=== PROBLEM TO SOLVE ===
Find "Could you please put a dot on the mango" in the data below; transcribe the line it appears on and each line after it, exactly, to the end, and nothing else.
--- INPUT DATA Enclosed Below ---
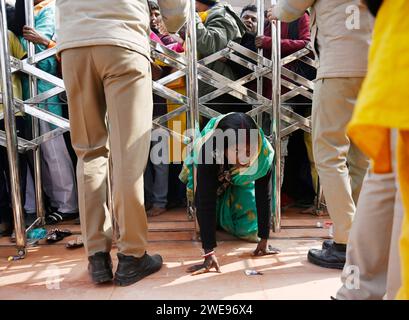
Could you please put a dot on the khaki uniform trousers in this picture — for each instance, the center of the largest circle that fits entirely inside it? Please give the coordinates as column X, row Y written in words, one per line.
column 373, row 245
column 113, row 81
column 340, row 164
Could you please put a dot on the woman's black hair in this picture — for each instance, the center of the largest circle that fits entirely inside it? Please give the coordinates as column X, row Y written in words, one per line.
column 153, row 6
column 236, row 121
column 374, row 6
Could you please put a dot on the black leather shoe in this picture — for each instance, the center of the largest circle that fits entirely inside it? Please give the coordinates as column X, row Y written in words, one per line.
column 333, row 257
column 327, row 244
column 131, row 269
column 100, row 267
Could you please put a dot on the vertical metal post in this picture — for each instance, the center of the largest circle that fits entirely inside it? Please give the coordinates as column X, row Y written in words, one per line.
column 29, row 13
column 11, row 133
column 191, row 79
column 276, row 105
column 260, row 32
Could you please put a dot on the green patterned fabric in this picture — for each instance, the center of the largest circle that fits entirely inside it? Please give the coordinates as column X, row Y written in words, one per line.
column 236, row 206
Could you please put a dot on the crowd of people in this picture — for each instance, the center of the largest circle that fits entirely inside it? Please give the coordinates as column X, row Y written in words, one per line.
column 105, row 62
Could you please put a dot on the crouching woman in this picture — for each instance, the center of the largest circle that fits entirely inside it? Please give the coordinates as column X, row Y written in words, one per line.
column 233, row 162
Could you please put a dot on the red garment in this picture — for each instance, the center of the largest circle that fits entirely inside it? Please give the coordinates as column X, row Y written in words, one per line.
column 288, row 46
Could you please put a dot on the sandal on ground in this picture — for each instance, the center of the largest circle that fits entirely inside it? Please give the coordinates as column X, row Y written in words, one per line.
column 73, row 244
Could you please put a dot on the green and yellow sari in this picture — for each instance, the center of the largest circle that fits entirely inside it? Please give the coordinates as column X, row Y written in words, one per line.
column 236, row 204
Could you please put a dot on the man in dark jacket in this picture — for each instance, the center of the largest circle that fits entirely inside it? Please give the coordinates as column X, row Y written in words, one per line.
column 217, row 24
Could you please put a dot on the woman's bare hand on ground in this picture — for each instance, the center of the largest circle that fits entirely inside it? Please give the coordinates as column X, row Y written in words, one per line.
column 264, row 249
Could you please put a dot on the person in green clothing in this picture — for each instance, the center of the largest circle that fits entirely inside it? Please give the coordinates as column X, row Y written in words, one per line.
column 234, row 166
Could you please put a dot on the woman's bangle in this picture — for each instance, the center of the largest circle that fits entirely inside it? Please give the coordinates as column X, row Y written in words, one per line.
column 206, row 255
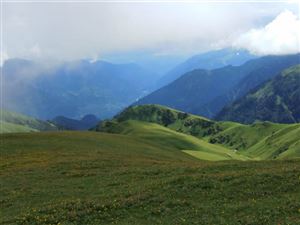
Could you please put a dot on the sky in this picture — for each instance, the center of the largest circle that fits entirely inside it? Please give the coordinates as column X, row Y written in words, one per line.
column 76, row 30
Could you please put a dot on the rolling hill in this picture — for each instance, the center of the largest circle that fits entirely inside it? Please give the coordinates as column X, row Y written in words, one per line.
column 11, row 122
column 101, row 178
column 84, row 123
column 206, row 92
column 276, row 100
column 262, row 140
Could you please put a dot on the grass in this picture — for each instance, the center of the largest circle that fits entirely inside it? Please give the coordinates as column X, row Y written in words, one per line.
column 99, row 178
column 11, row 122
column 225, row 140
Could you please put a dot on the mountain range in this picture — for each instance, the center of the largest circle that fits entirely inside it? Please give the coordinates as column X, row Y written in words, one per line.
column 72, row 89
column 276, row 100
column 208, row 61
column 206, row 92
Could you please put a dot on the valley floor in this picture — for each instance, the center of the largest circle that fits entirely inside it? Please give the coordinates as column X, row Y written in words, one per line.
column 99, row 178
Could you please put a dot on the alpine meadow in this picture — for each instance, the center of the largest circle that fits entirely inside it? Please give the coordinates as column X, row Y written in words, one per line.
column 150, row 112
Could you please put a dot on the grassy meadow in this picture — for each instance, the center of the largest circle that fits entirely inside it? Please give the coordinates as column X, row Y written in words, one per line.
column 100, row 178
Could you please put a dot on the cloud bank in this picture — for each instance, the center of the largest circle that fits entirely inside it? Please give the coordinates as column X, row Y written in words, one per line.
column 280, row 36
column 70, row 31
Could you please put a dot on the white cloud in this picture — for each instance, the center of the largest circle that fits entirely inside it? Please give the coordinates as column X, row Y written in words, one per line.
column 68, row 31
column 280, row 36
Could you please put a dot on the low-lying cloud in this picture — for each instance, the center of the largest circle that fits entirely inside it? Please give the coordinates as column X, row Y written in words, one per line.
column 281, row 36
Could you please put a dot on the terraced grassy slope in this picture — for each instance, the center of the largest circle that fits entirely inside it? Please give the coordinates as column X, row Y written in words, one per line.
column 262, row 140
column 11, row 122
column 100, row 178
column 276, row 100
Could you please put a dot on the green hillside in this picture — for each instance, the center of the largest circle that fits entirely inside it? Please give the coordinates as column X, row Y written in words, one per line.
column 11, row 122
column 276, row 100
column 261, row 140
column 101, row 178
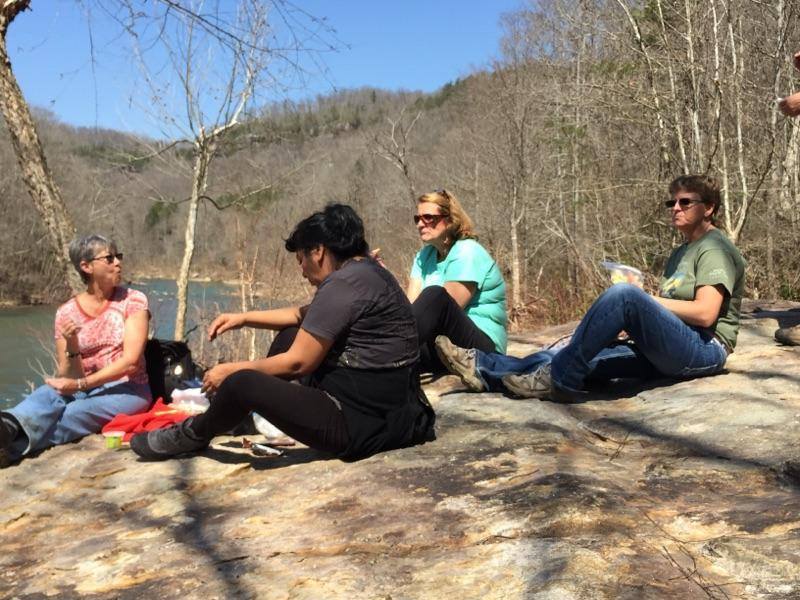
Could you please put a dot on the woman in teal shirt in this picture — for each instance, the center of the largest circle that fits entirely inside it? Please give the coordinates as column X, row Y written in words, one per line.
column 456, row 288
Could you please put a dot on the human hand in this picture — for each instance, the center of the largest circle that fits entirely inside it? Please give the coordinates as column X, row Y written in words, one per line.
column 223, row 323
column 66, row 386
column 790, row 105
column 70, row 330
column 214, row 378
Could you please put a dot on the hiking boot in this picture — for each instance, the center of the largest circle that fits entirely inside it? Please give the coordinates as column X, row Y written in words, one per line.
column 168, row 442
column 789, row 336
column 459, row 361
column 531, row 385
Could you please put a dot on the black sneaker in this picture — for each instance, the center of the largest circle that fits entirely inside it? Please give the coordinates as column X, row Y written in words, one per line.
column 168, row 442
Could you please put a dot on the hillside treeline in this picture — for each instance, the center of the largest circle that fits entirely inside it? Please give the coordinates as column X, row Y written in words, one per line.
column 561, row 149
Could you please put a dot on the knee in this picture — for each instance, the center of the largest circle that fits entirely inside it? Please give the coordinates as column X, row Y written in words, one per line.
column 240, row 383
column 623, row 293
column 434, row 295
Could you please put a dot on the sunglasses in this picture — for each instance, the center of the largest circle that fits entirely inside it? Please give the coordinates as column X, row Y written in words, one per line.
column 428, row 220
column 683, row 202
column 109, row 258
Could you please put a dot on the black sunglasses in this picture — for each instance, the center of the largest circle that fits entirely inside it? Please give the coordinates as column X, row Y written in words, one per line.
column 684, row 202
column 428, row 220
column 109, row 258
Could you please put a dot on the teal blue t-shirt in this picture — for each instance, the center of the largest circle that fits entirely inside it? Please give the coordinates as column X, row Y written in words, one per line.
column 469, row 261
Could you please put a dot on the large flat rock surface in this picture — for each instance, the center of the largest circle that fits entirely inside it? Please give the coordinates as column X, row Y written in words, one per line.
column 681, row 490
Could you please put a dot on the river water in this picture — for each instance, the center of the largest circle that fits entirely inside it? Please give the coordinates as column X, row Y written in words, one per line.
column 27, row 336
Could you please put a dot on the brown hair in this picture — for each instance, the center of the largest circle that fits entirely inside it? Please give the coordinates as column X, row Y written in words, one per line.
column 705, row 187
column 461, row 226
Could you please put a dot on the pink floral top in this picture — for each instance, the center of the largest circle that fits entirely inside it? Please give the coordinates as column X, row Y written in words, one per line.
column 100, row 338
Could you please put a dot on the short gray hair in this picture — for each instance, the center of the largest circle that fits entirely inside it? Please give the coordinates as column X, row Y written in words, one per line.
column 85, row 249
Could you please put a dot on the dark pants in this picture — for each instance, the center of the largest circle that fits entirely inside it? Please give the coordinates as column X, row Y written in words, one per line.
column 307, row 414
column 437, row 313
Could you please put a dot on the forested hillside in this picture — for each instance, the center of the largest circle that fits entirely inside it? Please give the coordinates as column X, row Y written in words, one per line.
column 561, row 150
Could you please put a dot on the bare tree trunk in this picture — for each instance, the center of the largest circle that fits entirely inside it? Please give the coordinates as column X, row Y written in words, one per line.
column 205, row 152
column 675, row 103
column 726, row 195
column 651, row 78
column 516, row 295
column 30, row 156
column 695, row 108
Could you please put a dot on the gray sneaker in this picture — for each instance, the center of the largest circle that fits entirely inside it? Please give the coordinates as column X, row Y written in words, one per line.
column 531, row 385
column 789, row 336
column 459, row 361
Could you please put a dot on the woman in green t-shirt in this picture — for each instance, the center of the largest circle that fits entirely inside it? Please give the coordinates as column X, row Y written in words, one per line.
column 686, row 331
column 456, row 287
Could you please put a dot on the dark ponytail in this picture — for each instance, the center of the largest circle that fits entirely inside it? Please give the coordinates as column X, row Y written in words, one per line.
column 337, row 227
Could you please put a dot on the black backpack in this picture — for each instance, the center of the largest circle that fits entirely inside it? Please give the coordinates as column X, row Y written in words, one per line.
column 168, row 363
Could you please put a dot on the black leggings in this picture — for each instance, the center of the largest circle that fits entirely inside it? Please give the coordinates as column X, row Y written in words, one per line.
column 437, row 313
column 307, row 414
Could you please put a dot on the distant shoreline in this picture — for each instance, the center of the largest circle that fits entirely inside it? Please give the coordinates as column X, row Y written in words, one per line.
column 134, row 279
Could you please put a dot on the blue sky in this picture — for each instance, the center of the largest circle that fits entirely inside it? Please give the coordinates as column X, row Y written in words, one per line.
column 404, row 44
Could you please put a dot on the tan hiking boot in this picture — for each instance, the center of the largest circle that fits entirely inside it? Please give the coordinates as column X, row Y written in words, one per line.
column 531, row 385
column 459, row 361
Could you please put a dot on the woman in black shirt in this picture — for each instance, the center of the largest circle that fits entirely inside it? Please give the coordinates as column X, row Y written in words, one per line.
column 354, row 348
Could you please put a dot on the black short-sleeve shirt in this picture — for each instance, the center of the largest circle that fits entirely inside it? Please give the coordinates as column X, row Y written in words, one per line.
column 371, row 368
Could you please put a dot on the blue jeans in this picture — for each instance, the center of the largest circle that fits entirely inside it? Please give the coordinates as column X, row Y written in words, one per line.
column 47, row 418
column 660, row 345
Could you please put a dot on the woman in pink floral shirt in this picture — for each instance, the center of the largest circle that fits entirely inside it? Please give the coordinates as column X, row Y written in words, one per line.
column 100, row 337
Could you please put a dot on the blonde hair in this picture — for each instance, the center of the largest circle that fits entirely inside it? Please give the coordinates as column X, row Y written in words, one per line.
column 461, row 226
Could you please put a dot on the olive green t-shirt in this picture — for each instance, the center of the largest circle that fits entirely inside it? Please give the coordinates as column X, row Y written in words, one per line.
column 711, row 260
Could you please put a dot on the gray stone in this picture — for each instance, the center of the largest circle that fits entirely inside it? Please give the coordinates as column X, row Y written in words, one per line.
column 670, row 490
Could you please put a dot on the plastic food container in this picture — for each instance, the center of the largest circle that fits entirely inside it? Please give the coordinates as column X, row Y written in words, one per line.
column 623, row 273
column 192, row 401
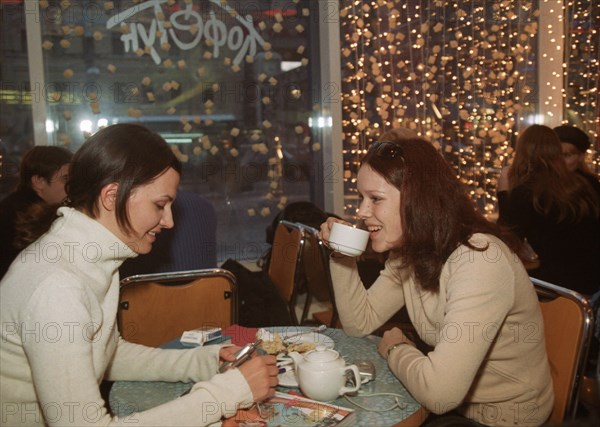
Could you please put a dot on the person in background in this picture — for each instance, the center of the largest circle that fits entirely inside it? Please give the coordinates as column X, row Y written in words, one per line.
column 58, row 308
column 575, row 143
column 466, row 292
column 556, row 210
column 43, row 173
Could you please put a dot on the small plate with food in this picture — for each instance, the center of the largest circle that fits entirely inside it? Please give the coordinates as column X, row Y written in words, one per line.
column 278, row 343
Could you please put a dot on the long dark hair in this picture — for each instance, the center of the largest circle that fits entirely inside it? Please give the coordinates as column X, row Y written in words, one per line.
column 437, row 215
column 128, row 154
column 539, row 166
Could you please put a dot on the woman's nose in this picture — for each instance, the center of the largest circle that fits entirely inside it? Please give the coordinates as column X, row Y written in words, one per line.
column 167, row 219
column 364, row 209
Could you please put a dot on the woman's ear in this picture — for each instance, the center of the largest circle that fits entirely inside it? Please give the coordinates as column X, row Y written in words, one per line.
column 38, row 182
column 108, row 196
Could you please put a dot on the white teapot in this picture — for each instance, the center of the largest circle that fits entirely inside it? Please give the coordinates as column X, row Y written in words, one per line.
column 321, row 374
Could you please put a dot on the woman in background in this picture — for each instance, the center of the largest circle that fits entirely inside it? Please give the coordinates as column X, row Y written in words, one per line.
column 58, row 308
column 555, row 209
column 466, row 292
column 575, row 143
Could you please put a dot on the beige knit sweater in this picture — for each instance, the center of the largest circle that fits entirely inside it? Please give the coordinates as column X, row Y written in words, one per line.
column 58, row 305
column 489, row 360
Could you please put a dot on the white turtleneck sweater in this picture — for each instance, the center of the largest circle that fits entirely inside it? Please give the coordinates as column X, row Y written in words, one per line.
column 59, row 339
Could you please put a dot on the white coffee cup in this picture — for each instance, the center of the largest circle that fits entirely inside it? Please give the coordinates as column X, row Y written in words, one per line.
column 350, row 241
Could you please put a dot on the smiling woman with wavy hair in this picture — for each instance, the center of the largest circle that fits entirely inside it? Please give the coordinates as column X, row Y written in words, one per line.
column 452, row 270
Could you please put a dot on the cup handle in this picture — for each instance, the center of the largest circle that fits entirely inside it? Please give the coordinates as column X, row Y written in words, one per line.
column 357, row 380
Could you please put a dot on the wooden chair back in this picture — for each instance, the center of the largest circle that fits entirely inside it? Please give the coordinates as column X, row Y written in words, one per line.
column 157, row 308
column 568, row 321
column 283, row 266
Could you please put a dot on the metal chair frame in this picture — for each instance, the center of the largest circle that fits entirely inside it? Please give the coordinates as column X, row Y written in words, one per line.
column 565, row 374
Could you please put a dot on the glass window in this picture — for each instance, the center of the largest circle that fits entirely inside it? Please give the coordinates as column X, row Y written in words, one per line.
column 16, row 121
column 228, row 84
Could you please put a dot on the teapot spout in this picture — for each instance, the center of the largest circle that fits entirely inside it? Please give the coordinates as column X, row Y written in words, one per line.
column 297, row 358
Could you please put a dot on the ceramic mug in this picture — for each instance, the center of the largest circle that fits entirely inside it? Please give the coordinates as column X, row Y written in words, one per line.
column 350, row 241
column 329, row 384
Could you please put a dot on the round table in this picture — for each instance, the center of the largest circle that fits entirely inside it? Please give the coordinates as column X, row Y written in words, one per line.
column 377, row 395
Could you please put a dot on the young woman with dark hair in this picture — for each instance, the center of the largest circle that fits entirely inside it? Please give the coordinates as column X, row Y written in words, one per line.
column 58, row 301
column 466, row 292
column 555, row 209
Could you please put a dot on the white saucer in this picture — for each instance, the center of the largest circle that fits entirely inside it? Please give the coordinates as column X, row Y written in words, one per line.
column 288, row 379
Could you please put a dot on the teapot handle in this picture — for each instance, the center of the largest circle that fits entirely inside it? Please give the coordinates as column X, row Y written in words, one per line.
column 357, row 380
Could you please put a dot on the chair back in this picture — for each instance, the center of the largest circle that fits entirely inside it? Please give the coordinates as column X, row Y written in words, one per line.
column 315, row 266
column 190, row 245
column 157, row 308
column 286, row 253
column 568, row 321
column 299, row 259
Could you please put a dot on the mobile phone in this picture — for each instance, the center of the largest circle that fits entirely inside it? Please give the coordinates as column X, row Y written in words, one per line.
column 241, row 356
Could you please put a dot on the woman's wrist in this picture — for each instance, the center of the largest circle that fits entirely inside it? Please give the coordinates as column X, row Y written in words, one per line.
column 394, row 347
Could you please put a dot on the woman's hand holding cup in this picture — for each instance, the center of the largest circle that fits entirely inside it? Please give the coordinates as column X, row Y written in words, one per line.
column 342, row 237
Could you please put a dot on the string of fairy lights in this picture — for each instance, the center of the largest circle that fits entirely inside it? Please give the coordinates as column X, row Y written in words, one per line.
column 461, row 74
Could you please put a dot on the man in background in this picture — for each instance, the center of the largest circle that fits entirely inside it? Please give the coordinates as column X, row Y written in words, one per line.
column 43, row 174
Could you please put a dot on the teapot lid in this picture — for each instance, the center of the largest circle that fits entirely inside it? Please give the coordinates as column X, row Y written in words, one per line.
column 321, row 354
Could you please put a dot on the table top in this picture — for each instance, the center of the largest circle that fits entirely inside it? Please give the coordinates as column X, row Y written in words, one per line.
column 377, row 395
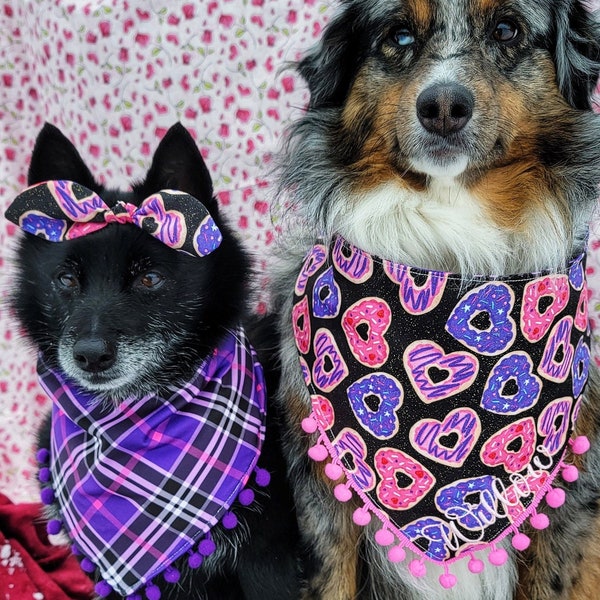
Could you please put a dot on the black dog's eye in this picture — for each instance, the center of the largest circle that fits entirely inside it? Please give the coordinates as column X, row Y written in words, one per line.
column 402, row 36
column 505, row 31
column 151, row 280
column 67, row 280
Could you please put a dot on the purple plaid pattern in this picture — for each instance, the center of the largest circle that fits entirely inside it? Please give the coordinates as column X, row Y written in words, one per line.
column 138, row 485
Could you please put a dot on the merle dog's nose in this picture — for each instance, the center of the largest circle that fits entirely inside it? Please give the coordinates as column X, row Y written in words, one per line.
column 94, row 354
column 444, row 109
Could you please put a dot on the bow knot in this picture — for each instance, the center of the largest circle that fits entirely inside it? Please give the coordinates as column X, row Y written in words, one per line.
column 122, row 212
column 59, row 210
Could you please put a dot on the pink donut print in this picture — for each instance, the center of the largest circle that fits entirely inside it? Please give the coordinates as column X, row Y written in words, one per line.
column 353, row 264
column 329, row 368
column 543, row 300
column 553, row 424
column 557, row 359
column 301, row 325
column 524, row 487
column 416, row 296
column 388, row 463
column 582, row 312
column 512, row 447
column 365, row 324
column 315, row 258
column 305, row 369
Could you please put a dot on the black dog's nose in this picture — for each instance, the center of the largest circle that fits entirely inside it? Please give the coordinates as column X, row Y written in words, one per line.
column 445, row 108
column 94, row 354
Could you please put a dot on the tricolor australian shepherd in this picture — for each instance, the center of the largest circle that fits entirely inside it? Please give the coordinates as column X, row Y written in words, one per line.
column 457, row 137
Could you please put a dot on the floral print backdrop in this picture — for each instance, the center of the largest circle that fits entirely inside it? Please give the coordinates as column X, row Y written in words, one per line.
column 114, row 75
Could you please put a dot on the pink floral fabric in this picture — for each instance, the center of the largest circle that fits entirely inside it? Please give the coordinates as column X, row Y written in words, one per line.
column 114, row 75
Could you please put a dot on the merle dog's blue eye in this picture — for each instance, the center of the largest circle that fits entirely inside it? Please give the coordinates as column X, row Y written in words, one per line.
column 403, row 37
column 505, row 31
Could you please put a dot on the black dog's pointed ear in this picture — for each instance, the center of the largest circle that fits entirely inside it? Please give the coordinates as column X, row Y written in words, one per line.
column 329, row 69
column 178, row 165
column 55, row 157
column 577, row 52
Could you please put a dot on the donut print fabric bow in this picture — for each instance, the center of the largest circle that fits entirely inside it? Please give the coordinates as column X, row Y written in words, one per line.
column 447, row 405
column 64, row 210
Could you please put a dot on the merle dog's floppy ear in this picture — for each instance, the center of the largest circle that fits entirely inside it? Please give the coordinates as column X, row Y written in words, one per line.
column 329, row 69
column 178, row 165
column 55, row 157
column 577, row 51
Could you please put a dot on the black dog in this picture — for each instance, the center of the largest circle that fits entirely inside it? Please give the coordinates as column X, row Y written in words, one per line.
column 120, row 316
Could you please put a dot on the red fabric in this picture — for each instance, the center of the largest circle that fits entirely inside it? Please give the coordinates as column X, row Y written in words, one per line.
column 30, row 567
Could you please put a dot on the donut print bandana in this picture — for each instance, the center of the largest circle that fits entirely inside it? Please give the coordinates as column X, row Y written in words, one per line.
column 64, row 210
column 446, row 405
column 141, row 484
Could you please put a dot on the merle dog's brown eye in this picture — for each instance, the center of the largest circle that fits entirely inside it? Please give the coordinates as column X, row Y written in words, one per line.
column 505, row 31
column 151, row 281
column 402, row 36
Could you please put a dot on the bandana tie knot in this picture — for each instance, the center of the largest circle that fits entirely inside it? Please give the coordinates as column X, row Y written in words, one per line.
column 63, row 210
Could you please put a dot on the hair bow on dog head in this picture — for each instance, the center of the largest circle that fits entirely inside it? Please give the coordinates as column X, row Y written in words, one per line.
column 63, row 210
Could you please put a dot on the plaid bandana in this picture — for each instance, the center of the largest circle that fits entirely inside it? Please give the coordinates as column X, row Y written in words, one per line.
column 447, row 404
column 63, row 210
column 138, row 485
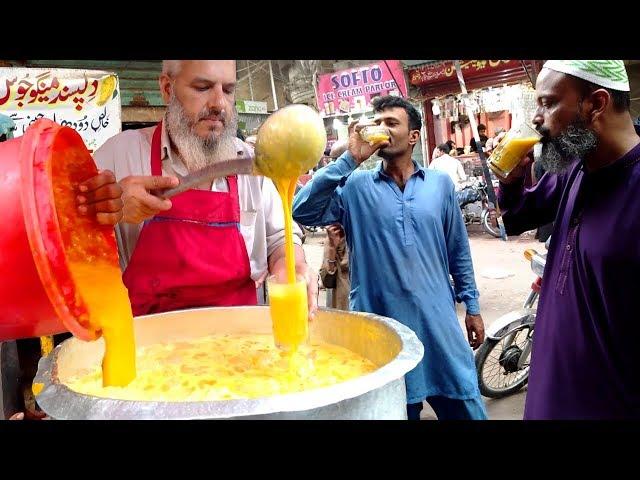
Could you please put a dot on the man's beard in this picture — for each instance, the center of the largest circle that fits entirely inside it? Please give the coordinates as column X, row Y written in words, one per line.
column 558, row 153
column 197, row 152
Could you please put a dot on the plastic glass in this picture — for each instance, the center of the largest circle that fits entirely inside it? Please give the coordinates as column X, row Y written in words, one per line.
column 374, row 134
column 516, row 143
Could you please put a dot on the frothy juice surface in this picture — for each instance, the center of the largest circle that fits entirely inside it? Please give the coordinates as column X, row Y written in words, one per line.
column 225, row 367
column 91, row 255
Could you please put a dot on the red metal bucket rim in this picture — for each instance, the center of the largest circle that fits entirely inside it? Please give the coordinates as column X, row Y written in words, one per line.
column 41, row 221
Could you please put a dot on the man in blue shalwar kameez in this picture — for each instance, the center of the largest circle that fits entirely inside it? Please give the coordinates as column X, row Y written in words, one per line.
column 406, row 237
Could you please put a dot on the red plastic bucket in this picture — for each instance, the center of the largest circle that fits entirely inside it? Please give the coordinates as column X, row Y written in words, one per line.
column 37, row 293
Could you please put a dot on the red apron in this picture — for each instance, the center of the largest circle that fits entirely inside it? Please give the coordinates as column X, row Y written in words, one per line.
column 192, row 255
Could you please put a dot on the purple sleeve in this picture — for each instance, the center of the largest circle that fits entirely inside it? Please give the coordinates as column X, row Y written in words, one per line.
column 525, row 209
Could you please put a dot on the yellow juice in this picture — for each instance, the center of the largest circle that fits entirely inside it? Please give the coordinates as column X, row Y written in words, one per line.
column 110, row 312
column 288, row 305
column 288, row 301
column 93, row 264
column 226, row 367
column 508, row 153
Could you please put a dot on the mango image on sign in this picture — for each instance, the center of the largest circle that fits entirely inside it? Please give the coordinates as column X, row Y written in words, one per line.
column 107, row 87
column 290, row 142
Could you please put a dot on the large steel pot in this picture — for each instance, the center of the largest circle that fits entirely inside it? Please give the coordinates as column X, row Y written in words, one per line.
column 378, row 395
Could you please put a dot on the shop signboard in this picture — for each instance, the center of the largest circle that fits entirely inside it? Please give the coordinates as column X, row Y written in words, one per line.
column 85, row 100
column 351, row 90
--- End of Enclosed INPUT DATA ---
=== RESPONSE TO THIS EXERCISE ===
Could you please put a dot on the mango image on sign in this picture — for each instance, the center of the largest circle that fits entirely inside it? Please give the coordinates as column X, row Y written in words, one per line.
column 107, row 87
column 290, row 142
Could you please put a dot on the large steel pot in this picture — for each instance, the center of the largest circle that fits entirely inside it? Please give the coordinates as column X, row Y written in words, one per line.
column 378, row 395
Could you please put a dot on the shop signboard in this picture — for each instance, the center of the largest circle that fits entirely inside it? Please give the coordinates as column X, row Y written in words, one per line.
column 85, row 100
column 351, row 90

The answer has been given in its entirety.